EXERCICE: Relevez toutes les lignes ci-dessous qui contiennent le mot "blurred". Recopiez-les telles quelles.

LIGNES FOURNIES:
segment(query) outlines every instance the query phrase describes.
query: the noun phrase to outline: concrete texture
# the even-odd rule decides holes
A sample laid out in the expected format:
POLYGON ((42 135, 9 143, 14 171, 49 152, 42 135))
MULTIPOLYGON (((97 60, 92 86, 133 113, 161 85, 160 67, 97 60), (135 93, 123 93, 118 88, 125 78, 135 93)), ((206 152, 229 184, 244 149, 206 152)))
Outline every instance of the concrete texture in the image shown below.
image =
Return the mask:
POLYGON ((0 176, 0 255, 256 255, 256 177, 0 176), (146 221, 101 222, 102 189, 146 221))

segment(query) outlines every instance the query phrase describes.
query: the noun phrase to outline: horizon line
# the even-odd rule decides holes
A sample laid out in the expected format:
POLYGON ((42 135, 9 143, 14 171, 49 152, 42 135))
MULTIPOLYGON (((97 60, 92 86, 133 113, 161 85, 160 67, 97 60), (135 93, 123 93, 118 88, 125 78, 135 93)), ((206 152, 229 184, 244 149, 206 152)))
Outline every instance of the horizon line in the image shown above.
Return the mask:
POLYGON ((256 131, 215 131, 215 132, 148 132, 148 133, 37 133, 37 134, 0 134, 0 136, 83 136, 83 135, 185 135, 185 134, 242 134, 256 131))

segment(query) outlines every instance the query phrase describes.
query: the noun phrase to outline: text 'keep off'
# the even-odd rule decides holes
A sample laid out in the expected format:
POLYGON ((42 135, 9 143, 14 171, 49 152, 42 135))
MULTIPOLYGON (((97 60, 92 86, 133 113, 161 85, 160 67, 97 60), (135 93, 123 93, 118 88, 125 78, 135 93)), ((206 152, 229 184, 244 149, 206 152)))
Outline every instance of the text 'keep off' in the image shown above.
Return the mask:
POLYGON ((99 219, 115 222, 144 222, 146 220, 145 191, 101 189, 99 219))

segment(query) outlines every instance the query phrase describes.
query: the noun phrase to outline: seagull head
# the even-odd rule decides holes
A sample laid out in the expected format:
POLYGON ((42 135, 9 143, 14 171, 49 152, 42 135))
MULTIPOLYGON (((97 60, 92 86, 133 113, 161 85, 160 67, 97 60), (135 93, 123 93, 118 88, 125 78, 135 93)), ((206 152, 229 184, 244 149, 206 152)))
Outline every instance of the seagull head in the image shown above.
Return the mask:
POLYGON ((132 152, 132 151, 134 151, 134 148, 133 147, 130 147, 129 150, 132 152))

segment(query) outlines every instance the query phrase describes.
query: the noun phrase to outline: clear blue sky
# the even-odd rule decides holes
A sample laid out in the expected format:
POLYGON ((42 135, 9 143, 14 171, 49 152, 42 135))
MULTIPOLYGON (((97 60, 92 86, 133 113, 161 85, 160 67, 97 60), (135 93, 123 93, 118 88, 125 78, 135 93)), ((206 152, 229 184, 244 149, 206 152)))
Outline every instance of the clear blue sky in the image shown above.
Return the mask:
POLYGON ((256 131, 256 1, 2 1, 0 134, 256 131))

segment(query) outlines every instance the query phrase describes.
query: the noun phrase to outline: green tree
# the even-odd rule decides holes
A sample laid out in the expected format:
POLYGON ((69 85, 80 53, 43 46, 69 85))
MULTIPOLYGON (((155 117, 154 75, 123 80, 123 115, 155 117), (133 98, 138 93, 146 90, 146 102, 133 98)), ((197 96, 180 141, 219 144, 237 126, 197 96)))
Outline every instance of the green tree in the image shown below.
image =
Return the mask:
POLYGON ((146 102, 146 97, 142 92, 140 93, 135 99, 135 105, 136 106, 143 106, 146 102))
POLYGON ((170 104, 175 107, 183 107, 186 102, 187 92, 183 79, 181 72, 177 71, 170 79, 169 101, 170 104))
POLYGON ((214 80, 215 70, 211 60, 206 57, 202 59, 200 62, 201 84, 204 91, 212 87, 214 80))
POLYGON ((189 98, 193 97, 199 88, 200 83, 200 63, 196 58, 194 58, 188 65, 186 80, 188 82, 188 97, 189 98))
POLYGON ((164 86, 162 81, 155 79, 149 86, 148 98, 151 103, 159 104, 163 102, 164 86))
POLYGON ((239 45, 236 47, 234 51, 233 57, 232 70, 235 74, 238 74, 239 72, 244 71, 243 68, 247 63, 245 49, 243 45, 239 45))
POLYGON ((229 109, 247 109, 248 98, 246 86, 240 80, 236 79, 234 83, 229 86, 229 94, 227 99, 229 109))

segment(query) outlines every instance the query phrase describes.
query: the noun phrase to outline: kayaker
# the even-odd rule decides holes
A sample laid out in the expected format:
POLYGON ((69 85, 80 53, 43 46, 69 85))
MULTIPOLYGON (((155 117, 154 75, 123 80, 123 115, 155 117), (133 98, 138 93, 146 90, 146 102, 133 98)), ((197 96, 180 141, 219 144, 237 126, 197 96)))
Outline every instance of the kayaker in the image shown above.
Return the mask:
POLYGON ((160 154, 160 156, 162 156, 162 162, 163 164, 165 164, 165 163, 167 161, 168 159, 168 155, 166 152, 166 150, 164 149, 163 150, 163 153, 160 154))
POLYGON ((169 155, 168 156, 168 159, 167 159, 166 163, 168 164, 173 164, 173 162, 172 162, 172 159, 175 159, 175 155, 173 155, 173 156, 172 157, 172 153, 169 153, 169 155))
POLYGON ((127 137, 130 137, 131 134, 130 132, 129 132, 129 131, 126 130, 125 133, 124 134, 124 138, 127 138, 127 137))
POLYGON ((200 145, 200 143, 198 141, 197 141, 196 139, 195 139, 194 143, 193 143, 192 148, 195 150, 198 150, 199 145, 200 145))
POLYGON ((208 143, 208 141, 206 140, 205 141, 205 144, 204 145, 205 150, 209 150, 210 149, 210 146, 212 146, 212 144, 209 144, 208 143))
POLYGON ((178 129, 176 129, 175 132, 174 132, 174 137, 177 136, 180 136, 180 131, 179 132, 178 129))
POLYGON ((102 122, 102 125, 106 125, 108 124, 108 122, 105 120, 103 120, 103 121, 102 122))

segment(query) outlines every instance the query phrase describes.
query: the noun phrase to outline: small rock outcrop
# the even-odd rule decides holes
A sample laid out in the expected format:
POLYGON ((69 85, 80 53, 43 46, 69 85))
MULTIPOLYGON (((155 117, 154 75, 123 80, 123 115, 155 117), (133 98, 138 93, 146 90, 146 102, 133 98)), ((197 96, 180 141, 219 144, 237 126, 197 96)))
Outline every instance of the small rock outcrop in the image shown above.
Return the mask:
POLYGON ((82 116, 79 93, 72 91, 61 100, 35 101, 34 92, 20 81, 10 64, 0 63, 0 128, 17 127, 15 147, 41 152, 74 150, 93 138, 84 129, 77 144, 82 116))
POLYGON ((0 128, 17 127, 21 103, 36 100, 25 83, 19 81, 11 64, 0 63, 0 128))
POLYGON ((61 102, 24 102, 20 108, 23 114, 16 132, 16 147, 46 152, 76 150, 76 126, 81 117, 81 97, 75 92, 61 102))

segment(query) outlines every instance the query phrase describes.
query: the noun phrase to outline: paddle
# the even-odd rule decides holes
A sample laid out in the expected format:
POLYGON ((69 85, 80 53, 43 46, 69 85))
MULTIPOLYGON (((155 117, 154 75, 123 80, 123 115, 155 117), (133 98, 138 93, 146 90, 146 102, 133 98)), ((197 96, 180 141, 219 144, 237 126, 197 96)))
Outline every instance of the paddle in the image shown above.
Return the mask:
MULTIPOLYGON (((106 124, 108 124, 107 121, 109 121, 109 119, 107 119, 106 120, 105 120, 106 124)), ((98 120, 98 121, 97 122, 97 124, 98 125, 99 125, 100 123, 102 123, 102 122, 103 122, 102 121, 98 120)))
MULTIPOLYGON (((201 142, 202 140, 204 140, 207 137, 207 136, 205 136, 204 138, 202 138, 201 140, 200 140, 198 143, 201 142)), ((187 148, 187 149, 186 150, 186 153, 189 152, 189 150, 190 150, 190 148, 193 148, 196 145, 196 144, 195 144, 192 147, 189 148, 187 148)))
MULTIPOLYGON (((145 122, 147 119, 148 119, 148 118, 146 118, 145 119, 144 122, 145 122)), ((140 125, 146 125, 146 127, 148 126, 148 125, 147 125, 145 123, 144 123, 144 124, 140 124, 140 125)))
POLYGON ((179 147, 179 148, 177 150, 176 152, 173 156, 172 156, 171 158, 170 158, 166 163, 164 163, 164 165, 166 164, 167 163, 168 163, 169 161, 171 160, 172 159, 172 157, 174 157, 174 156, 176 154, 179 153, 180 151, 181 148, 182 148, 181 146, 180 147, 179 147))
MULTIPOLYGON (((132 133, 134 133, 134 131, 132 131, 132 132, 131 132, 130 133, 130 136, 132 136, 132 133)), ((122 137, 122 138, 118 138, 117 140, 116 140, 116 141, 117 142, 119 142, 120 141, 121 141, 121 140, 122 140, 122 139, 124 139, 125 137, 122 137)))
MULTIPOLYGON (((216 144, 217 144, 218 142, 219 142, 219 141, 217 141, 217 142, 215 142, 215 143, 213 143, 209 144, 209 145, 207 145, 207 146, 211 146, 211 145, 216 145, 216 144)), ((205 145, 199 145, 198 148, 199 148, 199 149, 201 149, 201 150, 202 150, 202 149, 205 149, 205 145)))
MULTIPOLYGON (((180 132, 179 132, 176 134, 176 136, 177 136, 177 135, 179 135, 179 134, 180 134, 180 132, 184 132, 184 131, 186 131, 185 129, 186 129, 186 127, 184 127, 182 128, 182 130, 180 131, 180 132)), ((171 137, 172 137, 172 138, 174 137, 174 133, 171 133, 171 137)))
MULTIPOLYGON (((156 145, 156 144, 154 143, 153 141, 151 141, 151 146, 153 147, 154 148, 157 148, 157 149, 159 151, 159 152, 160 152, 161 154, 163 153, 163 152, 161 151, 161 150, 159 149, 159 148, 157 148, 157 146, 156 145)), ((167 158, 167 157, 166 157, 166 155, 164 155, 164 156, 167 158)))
* * *
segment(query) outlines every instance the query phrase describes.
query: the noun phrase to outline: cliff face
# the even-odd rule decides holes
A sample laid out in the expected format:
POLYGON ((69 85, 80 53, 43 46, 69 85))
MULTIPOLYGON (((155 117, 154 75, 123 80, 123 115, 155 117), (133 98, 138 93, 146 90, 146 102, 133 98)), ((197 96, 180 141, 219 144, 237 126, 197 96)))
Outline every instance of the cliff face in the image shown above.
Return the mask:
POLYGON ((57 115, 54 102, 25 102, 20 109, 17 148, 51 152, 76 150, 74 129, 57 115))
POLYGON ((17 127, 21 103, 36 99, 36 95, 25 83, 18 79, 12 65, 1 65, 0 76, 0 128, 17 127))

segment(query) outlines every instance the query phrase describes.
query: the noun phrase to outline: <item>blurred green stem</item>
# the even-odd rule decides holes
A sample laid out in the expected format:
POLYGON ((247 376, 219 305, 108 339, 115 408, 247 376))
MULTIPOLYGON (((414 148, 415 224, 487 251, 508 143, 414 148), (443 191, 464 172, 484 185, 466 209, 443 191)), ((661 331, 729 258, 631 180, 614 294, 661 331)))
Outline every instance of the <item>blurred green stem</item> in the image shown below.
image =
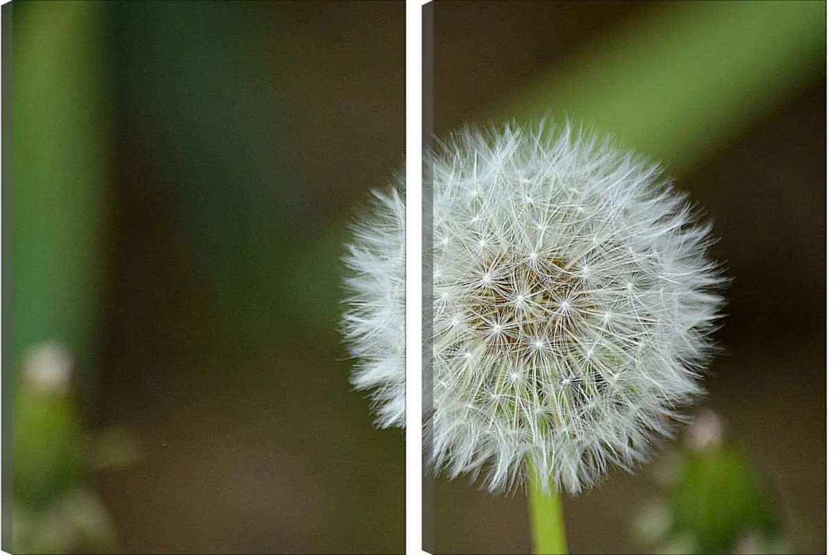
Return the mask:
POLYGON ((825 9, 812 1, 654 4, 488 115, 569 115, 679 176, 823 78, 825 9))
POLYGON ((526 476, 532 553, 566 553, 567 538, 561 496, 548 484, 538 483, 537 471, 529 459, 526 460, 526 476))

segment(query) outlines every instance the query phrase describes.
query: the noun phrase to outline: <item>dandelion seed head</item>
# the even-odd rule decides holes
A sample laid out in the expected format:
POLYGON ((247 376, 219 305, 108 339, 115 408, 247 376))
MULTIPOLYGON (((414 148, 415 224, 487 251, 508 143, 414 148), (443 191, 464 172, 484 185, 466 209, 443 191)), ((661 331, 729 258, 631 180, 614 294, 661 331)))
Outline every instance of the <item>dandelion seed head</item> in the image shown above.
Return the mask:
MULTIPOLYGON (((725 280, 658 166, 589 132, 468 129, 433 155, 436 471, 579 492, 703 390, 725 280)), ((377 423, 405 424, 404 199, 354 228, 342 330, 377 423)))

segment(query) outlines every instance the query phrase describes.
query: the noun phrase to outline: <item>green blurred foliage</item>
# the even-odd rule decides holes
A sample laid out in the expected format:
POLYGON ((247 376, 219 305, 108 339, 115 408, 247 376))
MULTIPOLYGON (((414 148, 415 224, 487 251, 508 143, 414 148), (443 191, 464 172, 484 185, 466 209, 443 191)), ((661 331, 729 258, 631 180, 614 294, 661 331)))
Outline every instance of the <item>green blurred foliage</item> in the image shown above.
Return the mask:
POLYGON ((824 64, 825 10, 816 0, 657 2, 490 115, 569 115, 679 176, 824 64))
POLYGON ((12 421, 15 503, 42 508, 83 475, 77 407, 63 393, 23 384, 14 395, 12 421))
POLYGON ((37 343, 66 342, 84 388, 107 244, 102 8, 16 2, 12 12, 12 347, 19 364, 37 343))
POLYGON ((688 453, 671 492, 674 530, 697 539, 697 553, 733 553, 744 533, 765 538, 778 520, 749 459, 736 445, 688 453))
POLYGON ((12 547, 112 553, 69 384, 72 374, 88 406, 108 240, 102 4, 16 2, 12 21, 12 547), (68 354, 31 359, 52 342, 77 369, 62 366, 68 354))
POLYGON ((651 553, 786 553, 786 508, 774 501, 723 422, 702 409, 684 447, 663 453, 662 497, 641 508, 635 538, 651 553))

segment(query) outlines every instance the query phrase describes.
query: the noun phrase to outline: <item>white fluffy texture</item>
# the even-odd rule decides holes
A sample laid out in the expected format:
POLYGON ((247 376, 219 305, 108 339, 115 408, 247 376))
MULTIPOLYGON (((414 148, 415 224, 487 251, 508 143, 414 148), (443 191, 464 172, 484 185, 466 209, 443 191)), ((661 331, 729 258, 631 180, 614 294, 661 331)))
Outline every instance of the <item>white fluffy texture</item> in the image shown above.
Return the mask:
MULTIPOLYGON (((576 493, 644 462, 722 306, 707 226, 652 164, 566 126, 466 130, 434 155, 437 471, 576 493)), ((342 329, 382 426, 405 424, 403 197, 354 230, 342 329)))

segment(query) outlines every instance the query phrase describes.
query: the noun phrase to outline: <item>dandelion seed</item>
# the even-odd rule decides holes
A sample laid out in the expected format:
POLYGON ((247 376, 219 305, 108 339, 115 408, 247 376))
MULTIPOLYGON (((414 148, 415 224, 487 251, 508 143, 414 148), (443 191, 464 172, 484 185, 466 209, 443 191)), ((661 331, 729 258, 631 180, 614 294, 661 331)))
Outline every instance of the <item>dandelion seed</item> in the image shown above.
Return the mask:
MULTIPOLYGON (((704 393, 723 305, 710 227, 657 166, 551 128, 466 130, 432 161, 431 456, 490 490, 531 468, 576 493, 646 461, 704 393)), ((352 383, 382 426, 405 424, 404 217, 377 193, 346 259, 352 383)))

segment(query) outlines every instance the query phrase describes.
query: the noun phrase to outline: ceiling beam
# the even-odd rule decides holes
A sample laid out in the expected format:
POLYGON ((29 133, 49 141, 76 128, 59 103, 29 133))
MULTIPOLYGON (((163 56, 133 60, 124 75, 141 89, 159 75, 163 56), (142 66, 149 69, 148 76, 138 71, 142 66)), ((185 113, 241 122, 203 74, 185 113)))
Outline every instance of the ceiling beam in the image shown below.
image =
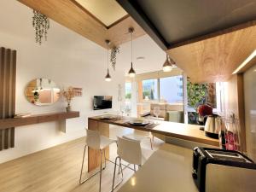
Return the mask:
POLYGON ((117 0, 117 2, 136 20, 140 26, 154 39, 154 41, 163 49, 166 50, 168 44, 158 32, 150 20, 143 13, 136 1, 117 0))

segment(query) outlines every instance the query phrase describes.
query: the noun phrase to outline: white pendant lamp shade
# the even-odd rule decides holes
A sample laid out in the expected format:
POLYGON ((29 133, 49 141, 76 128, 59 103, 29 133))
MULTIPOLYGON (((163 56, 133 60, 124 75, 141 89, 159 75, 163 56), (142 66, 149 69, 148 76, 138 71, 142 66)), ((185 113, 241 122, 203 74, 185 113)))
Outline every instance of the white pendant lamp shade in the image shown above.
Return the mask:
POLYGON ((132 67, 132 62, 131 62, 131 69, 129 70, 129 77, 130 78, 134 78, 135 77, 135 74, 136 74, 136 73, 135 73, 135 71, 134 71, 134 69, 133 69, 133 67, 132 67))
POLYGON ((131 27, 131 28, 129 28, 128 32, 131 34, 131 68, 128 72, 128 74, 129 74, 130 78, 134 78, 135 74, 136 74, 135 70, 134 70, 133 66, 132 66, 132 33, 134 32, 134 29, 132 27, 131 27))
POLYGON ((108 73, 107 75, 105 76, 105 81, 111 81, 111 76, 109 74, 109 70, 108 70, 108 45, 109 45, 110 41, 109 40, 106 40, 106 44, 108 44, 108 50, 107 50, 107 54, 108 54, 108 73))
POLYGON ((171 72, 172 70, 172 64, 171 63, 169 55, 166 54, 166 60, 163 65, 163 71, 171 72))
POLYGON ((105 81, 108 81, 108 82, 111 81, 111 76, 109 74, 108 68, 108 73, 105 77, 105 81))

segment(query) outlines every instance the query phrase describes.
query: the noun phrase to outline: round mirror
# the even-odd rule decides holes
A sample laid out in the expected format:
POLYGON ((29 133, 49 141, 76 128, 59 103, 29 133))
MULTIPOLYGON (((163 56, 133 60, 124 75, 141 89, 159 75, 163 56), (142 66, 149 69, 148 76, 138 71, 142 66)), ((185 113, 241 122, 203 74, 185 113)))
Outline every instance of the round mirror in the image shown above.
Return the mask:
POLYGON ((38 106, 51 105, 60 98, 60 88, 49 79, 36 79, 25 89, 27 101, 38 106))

CORRIGÉ:
query: the noun phrase to outline: <item>blurred green stem</item>
Outline every instance of the <item>blurred green stem</item> in the image shown below.
query: the noun phrase to outline: <item>green blurred foliage</item>
Outline every instance of the <item>green blurred foliage</item> in the image shown above.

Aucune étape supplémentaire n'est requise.